◆ **DATA FOR REVIEW**:
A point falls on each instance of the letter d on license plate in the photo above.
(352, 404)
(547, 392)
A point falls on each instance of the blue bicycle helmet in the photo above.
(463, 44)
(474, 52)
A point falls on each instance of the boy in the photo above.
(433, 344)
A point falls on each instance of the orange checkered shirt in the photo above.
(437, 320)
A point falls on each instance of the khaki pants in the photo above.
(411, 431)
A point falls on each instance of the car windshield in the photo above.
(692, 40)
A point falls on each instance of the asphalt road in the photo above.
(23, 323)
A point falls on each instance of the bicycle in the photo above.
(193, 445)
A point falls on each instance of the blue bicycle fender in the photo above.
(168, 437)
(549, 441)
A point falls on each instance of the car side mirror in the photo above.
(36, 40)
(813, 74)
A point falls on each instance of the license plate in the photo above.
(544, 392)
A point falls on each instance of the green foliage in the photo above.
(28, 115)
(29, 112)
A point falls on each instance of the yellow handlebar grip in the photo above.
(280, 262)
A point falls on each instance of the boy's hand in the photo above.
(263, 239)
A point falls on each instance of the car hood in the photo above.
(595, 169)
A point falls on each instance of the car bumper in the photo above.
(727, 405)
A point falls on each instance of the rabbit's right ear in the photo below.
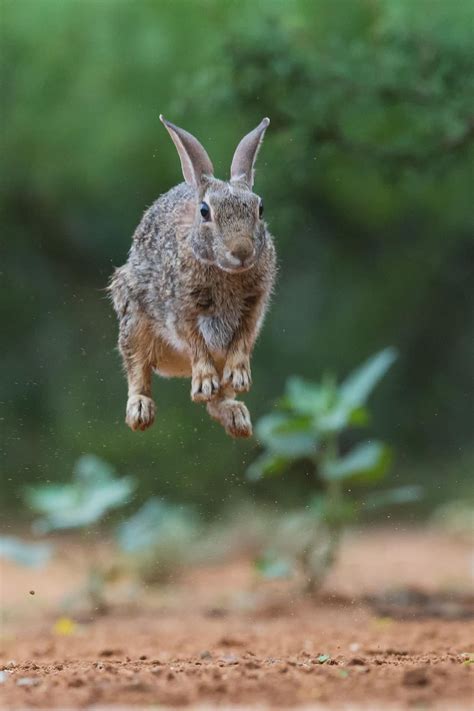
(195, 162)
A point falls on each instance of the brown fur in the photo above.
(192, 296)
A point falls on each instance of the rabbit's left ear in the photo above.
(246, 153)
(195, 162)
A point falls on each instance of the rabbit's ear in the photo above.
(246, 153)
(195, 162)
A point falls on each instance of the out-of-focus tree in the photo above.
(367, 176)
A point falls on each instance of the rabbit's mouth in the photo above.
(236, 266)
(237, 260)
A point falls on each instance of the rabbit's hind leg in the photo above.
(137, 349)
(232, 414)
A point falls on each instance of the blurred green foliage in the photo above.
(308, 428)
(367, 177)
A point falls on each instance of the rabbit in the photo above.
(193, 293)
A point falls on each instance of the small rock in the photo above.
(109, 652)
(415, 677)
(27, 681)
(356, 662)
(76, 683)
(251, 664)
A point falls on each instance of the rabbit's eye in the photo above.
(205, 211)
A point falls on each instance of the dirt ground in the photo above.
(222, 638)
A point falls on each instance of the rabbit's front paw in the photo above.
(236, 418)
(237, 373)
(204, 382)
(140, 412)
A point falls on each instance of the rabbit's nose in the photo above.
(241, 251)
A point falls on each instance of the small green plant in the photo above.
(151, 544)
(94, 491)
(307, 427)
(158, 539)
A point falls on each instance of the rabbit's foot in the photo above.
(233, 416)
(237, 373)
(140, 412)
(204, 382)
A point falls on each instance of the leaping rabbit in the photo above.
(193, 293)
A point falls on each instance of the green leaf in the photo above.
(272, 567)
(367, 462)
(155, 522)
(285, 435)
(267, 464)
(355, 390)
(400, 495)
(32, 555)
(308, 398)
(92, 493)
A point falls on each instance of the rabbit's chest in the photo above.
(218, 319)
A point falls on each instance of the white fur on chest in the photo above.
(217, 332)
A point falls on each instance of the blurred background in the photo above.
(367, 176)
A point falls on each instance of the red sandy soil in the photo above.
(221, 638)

* * *

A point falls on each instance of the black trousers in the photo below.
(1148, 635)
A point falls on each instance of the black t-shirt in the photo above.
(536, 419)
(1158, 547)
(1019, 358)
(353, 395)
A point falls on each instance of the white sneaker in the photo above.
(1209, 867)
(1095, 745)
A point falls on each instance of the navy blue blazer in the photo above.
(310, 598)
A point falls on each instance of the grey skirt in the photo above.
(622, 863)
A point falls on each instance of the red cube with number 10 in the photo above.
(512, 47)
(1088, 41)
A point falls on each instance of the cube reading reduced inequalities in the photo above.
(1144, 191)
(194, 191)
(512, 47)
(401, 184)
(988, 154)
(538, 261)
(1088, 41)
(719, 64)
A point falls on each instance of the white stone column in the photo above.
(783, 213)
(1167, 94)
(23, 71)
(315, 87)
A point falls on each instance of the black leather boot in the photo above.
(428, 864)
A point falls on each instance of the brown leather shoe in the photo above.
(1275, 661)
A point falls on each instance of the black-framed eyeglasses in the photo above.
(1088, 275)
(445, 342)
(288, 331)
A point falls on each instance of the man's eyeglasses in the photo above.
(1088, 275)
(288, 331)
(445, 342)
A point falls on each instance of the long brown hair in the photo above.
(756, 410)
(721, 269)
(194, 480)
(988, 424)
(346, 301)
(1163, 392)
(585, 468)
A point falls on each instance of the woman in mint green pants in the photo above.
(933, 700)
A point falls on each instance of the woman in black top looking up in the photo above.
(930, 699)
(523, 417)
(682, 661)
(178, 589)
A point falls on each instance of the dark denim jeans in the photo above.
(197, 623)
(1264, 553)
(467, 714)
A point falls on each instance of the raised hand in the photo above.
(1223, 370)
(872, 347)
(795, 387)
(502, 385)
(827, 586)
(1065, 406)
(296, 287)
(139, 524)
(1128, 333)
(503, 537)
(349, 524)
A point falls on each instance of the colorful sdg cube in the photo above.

---

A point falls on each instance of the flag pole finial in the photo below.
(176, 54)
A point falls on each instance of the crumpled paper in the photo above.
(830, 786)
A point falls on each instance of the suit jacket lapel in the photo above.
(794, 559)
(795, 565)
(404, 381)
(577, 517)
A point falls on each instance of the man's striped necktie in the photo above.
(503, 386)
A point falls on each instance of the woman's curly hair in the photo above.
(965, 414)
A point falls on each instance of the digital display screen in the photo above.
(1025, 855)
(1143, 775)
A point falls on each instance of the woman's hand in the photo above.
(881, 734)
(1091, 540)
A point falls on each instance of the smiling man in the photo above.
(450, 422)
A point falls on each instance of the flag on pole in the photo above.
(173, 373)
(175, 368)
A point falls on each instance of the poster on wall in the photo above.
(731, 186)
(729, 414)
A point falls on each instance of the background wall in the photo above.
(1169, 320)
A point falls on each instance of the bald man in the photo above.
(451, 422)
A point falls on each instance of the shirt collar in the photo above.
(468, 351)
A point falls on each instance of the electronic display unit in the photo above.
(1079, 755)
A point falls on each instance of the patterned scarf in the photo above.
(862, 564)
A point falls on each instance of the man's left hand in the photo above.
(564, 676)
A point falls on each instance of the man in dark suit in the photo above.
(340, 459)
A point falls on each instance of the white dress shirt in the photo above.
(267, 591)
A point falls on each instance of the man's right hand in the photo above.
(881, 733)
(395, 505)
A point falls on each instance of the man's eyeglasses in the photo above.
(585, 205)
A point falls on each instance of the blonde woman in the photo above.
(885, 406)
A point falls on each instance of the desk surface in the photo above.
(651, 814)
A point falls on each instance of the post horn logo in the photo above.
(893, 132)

◆ **ASSIGNMENT**:
From the line holding "A point falls on each instance of the dark" to the line holding "A point falls on each instance of the colorful", inclusive, restate each line above exactly as written.

◆ **EXERCISE OUTPUT**:
A point falls on each instance of the dark denim jeans in the photo above.
(197, 623)
(1264, 553)
(467, 714)
A point falls on each instance of the raised hand in the photo above.
(1223, 370)
(872, 347)
(795, 387)
(502, 385)
(827, 586)
(1065, 406)
(296, 287)
(139, 524)
(1128, 333)
(503, 537)
(349, 524)
A point falls on each instance of the colorful sdg cube in the photo above.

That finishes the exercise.